To be done → Repeat all of the material exactly as given.

Entries →
>> begin

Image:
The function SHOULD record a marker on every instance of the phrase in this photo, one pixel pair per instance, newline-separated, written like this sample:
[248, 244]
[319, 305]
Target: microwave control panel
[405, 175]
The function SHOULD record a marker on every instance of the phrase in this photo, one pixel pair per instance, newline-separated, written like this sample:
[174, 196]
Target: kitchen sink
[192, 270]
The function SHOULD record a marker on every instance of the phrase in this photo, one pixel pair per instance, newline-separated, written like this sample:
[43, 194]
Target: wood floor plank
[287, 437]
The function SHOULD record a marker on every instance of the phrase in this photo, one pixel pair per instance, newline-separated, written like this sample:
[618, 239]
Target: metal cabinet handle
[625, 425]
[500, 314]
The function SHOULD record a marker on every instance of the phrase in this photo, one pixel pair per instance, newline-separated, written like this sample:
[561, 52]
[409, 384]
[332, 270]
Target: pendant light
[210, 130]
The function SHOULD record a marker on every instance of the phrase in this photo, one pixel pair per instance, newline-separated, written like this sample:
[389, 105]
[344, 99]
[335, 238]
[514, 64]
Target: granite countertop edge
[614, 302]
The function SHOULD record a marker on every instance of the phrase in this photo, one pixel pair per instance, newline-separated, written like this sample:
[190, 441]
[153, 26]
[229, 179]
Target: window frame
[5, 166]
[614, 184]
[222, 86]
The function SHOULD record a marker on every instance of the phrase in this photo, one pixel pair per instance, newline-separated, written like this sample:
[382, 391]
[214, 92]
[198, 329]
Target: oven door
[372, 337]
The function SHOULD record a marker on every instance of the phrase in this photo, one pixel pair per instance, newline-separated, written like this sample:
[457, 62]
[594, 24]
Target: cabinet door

>> end

Result below →
Image:
The function SHOULD record a marker on every instance of the phrase in this photo, one pixel pair per instance, newline-separated, written like this sample:
[248, 244]
[319, 305]
Target: microwave control panel
[405, 175]
The function SHOULD record a marker on every instance of the phrase in this photo, one pixel pair per instance, newline-separated, written like this sample:
[174, 196]
Target: kitchen sink
[192, 270]
The function SHOULD record a marker on every instance of the phrase in this photo, one pixel pair per instance, newline-separated, written like this sample:
[43, 194]
Target: wood floor plank
[287, 437]
The function SHOULD record a marker on every instance of the phrase in this photo, one pixel pair per instance, newline-separated, written like this sample:
[618, 239]
Target: metal cabinet handle
[625, 425]
[500, 314]
The function SHOULD record a marker on every instance of the phrase in this photo, one pixel pair per instance, newline-separated, written like this sample:
[561, 52]
[409, 384]
[332, 270]
Target: pendant light
[210, 130]
The function SHOULD record a marker on every instance of the phrase in this photo, one pixel pair per instance, newline-separated, written like this sample:
[389, 105]
[344, 99]
[335, 238]
[514, 64]
Target: granite countertop edge
[614, 302]
The function SHOULD record a marker on every instance of the phrase in this photo, one pixel pair per instance, newline-separated, written like this sample:
[190, 441]
[153, 26]
[229, 179]
Target: window frame
[5, 166]
[614, 184]
[222, 86]
The function SHOULD record a marker on every instance of the phrase in this photo, one pixel pair per instance, newline-separated, written like this sample:
[382, 391]
[214, 92]
[198, 329]
Target: oven door
[372, 337]
The function SHOULD record a marker on every instance of the phrase in this photo, one pixel pair per instance, newline-separated, written like this sample:
[457, 62]
[594, 24]
Target: cabinet door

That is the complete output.